**GIVEN TASK 1**
Do these statements agree with the mmglm documentation below? Answer yes or no for each, and quote the words from that documentation that decide it. (a) In the longitudinal case, every individual is assumed to have the same number of observations. (b) For the binomial family, the response y must be a matrix with two columns of successes and failures. (c) The model formula for mmglm1 is supplied explicitly rather than through the design matrix.
------------------------------------------------------------------------
The function mmglm0 is a very simple trivial case where the linear predictor is of the form β0+β1x1\beta_0 + \beta_1 x_1. The version mmglm1 does not have this limitation. The model formula for mmglm1 is defined implicitly through the structure of the specified design matrix. The model mmglmlong1 is similar to mmglm1 but can be applied to longitudinal observations. Models of the form given by mmglm1 are assumed to have one time series, and from a theoretical perspective, one would be interested in the asymptotic properties of the parameter estimates as the series length gets very large. In the longitudinal case (mmglmlong1), the series of observations per individual is probably very small (<10<10), and hence interest is in the asymptotic properties as the number of individuals becomes large. Note that in the longitudinal case, the number of observations per individual is assumed to be the same. The responses are assumed to be conditionally independent given the value of the Markov chain and the explanatory variables in the linear predictor.

If family == "binomial" then the response variable y is interpreted as the number of successes. The dataframe x must also contain a variable called size being the number of Bernoulli trials. This is different to the format used by the function glm where y would be a matrix with two columns containing the number of successes and failures, respectively. The different format here allows one to specify the number of Bernoulli trials only so that the number of successes or failures can be simulated later.

When the density function of the response variable is from the exponential family (Charnes et al, 1976, Eq. 2.1), the likelihood function (Charnes et al, 1976, Eq. 2.4) can be maximised by using iterative weighted least squares (Charnes et al, 1976, Eq. 1.1 and 1.2). This is the method used by the R function glm. In this Markov modulated version of the model, the third term of the complete data log-likelihood, as given in Harte (2006, Sec. 2.3), needs to be maximised. This is simply the sum of the individual log-likelihood contributions of the response variable weighted by the Markov state probabilities calculated in the E-step. This can also be maximised using iterative least squares by passing these additional weights (Markov state probabilities) into the glm function.

Value

A list object with class "mmglm0", containing the above arguments as named components.
------------------------------------------------------------------------
**GIVEN TASK 2**
Which lines of the records contain the word "bouquet"? Pick out each such line and copy it.
------------------------------------------------------------------------
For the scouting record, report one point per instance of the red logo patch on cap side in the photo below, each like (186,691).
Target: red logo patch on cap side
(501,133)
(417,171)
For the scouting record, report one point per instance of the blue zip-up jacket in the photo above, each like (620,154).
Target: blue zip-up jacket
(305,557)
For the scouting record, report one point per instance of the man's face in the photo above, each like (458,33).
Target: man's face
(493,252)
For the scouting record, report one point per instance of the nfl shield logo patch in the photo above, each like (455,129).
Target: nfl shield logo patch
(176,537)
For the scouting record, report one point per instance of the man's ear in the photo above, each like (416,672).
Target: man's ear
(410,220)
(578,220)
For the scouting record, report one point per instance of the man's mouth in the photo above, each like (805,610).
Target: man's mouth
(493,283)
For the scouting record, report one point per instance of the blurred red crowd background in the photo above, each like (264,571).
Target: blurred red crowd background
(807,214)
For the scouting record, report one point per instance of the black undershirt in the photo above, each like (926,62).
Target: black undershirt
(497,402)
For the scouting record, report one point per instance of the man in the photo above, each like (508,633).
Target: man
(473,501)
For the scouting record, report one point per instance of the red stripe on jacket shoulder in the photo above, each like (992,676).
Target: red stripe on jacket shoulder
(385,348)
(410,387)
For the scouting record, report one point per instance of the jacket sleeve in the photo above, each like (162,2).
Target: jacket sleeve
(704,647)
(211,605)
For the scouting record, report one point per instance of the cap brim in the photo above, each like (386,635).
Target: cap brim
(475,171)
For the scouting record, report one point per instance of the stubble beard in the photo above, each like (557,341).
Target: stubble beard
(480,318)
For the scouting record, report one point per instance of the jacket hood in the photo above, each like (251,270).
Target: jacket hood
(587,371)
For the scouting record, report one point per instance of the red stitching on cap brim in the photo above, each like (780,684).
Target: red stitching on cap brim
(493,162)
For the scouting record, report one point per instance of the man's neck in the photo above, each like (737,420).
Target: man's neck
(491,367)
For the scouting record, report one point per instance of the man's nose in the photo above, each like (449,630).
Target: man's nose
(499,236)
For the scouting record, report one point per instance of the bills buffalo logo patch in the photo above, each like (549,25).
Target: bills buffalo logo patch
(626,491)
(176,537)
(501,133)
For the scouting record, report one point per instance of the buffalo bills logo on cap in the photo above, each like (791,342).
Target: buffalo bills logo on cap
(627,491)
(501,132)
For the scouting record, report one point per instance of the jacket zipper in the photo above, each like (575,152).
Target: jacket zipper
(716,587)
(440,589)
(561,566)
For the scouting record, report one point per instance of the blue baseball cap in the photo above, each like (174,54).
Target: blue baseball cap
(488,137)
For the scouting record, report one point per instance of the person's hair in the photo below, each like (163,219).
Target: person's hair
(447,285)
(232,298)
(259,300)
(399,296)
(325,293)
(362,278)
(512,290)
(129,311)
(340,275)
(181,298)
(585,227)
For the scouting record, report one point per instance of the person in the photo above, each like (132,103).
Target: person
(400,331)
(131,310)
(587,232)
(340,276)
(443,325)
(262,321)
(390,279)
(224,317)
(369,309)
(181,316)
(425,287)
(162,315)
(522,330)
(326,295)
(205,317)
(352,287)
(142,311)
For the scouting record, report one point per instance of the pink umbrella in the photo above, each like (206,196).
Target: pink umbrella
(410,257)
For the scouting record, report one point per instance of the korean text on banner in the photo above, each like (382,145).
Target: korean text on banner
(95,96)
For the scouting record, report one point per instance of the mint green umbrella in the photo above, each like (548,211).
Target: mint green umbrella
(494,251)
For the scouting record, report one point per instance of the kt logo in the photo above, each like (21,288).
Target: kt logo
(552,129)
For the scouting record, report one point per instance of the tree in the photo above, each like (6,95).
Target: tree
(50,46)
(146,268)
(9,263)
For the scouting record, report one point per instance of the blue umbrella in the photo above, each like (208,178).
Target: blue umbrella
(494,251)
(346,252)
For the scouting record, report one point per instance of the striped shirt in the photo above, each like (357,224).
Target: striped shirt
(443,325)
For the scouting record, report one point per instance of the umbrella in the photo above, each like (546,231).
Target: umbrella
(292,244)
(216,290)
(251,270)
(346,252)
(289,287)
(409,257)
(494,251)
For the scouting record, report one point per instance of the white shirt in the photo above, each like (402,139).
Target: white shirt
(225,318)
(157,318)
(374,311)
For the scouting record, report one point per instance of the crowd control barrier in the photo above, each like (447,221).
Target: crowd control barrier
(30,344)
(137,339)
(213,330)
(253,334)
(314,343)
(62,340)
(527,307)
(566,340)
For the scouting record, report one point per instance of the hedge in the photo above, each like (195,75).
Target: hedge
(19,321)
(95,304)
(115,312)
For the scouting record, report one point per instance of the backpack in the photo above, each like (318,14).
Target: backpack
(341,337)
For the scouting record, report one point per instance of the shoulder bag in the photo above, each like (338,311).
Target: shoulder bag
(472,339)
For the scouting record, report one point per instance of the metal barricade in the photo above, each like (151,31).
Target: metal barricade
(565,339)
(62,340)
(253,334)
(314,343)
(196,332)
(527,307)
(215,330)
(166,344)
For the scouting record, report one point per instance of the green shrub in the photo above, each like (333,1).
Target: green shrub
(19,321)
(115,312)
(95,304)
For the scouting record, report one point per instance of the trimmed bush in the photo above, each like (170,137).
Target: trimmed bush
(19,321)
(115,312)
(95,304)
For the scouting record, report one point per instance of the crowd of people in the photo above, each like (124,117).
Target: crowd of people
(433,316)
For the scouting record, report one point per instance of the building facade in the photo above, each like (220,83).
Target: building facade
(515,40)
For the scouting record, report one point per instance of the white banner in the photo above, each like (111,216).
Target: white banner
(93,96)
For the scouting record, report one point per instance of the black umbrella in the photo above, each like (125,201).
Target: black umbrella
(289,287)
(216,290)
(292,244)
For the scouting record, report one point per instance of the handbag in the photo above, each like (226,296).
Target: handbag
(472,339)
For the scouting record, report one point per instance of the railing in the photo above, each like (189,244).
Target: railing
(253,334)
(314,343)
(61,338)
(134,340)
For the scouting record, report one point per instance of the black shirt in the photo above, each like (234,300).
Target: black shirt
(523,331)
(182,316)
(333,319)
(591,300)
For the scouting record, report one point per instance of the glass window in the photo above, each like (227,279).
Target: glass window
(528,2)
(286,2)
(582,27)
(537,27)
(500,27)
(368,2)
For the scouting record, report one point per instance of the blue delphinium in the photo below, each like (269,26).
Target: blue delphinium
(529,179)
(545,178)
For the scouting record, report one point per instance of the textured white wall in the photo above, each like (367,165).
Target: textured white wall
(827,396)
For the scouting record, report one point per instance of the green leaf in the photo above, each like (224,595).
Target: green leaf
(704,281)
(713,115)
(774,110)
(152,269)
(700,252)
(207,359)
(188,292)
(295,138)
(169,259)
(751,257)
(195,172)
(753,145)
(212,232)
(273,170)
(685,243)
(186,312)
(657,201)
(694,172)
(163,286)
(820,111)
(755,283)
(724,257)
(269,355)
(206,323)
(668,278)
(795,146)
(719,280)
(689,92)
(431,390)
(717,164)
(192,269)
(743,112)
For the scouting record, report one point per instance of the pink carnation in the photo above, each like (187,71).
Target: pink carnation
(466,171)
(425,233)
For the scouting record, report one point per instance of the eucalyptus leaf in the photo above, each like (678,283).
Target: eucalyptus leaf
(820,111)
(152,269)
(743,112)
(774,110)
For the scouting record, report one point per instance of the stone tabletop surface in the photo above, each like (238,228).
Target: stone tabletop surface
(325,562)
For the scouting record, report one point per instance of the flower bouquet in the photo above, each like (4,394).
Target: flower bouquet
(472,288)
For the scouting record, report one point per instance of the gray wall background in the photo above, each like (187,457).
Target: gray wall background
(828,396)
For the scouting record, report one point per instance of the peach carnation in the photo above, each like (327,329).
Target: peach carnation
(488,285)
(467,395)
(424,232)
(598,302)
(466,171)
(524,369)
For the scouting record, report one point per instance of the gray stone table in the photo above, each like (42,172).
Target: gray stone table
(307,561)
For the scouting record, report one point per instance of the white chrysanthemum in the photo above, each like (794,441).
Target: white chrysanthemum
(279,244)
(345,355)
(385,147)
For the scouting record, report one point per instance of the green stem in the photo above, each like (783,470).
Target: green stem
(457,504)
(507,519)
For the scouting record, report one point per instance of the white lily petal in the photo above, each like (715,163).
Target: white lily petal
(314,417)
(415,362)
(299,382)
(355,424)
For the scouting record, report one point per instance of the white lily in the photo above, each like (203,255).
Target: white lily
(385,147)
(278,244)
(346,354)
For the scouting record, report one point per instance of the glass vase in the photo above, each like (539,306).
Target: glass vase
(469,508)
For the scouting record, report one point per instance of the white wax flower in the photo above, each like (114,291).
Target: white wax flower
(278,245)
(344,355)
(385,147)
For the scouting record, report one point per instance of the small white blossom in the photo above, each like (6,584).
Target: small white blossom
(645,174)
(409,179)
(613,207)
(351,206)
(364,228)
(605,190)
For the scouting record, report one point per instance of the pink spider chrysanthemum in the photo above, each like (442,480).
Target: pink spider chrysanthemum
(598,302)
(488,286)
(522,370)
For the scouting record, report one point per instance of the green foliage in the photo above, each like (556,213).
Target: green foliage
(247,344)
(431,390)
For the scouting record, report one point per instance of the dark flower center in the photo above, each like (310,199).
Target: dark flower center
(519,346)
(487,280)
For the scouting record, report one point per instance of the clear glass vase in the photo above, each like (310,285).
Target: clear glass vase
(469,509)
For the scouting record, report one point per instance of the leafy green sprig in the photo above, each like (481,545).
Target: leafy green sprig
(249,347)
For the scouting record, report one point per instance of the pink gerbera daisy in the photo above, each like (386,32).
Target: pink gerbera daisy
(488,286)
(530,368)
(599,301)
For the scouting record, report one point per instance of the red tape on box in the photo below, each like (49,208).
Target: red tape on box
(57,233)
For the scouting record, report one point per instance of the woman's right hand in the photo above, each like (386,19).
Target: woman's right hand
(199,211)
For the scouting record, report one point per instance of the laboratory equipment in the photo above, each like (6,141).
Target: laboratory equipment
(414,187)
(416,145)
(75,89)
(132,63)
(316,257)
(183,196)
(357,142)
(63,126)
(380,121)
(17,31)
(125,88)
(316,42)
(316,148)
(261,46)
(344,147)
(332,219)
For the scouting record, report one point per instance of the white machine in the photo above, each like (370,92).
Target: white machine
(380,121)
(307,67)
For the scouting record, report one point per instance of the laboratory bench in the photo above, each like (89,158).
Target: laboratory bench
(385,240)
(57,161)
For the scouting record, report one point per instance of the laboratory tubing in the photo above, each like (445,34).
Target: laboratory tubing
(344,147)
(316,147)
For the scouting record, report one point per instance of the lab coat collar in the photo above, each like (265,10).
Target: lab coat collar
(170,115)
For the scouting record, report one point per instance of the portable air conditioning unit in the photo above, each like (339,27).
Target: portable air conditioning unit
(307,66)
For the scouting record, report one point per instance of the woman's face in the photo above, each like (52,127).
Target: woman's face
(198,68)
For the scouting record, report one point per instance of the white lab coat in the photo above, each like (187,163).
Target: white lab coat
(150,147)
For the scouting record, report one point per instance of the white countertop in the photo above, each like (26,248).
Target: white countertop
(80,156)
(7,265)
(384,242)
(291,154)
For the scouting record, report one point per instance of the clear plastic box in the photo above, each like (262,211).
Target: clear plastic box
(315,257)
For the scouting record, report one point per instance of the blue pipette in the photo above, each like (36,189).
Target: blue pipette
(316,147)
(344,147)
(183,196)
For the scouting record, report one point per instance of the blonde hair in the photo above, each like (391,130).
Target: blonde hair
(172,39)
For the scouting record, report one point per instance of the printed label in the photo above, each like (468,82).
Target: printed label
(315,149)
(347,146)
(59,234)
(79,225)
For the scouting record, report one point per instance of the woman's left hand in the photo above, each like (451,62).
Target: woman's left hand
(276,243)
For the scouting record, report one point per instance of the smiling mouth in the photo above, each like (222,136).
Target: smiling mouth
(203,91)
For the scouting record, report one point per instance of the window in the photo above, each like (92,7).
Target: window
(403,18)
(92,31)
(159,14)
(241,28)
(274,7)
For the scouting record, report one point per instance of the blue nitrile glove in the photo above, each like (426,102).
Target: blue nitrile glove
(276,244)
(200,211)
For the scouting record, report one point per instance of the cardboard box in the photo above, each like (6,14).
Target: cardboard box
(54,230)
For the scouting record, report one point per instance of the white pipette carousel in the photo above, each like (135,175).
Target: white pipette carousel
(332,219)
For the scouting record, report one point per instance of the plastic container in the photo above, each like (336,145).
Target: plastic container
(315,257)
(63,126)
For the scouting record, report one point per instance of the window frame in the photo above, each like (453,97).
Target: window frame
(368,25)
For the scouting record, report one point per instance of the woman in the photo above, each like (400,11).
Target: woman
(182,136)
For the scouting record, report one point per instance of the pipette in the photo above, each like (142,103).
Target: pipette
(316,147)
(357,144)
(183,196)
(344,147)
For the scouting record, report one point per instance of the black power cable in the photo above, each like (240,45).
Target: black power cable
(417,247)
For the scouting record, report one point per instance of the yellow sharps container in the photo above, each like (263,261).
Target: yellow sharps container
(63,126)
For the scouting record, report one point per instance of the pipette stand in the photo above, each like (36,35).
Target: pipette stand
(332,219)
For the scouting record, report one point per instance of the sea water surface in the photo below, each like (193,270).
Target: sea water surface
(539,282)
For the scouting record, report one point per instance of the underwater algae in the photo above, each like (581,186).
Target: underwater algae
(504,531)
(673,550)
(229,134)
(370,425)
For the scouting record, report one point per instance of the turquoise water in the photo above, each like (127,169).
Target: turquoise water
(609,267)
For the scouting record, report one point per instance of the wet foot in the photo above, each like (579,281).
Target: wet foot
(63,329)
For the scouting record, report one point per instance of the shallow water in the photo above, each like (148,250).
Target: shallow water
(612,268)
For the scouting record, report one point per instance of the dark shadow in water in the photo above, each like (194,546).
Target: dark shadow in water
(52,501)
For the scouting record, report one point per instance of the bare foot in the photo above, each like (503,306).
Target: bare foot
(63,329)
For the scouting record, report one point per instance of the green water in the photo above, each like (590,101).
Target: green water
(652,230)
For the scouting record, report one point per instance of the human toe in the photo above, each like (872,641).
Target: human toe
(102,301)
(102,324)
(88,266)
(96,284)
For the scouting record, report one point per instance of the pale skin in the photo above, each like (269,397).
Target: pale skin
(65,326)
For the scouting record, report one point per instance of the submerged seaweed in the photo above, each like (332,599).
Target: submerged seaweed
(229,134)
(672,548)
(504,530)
------------------------------------------------------------------------
**TASK SOLUTION 1**
(a) Yes: "Note that in the longitudinal case, the number of observations per individual is assumed to be the same."
(b) No: "If family == "binomial" then the response variable y is interpreted as the number of successes."
(c) No: "The model formula for mmglm1 is defined implicitly through the structure of the specified design matrix."

**TASK SOLUTION 2**
For the scouting record, report one point per instance of the flower bouquet in the photo above, each like (4,394).
Target: flower bouquet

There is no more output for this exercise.